ところが病院で実際に看護助手として働き始めると、教科書で勉強した日本語を普段話す人は少なく、早口で何を言っているのか全然分からない。看護師試験どころではなかった。
「薬の名前もカタカナは英語からが多い、でも日本人の発音は知っている英語の発音と違うので混乱した」
日本では高等専門教育であっても、外国語はすべてカタカナに変換し日本語らしい発音に変えられる。元の英語で同じ物事を覚えた事があっても、まったく新しい単語として記憶し直さなければならない。そして、インドネシアと日本では看護師の仕事内容も違い、更に困惑する。
「インドネシアでは家族が介護の面倒をみるから、ナースコールも1日3~4回だけ、でも日本は付添人なしで看護師が身の回りの雑事にも応えるため、コールは数えきれない。看護の仕事だけど介護の部分も多い。たとえ国家試験に合格しても、日本で看護師になるのは絶対無理だと思った」
+ + + + + + +
## 取り組む問題
A - 看護の体験談について、次の問いに答えてください。
(i) 病院で働き始めたとき、どの職として働いていましたか。
(ii) 日本では外国語はどのように変えられると述べられていますか。
(iii) インドネシアでのナースコールは1日に何回だけだとされていますか。
B - 看護の体験談を、最後の発言の後から書き継いでください。
エントリーはこの作業には一切関係しません。
+ + + + + + +
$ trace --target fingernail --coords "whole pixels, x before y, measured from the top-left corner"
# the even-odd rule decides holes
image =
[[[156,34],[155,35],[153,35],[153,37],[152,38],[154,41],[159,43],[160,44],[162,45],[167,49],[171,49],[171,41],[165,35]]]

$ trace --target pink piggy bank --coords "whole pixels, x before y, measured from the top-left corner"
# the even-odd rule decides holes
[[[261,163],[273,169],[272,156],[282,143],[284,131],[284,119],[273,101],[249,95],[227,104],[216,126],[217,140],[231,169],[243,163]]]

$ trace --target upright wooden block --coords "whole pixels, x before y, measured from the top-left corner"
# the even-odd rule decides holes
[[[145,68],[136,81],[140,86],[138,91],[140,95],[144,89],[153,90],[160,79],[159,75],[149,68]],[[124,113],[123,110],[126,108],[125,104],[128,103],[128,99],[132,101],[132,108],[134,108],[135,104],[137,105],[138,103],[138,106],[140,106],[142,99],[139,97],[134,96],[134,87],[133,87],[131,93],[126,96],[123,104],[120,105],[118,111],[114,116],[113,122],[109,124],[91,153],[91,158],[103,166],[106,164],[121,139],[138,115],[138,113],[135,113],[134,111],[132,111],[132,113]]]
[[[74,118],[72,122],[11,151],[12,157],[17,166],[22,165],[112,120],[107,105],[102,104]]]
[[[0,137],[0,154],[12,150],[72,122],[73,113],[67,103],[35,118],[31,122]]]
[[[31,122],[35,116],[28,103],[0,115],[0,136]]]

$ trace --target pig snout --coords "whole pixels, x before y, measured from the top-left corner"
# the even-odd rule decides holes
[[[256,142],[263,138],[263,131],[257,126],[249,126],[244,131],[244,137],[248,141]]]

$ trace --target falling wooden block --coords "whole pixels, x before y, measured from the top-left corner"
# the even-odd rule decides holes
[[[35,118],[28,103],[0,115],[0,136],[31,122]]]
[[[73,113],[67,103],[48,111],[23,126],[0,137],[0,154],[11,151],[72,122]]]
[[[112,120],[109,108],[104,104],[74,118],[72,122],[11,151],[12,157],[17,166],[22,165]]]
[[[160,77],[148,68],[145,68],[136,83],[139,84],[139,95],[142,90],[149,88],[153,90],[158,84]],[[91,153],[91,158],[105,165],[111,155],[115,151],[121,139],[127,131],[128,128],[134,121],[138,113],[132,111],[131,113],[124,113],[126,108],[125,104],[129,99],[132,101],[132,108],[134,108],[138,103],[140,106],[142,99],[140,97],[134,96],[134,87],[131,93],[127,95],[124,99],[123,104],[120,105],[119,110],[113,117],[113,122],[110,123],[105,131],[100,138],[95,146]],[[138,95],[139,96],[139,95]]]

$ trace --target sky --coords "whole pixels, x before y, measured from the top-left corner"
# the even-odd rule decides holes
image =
+ + + + + + +
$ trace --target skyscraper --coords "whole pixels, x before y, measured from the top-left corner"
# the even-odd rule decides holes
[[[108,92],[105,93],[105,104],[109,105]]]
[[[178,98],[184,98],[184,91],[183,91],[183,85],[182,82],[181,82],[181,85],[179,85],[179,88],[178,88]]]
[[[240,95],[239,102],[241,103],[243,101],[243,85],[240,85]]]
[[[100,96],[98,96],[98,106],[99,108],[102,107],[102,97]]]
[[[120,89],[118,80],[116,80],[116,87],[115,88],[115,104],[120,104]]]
+ + + + + + +
## 解答
A -
(i) 看護助手として働いていました。
(ii) すべてカタカナに変換され、日本語らしい発音に変えられます。
(iii) 1日3~4回だけです。

B -
ちょっと気弱になるときもあったけれど、国家試験合格のために通勤中はヘッドフォンで日本語を繰り返し聞き、仕事中も患者さんの言葉が理解できないときは、同僚の看護師に助けてもらった。辞書を持ち歩き、家中のあちこちに日本語を貼り、血圧、脈拍、配膳など、病院では必ず必要となる難しい漢字も必死で覚えていく。挫けそうになった時、参加した勉強会で同じインドネシア大学卒業生の仲間が、自分の知らない漢字をたくさん習得していたことも刺激となった。国家試験の過去問を何度も解き、出題パターンが分かるようになるほど、まさに寝る間も惜しんで勉強を続けた。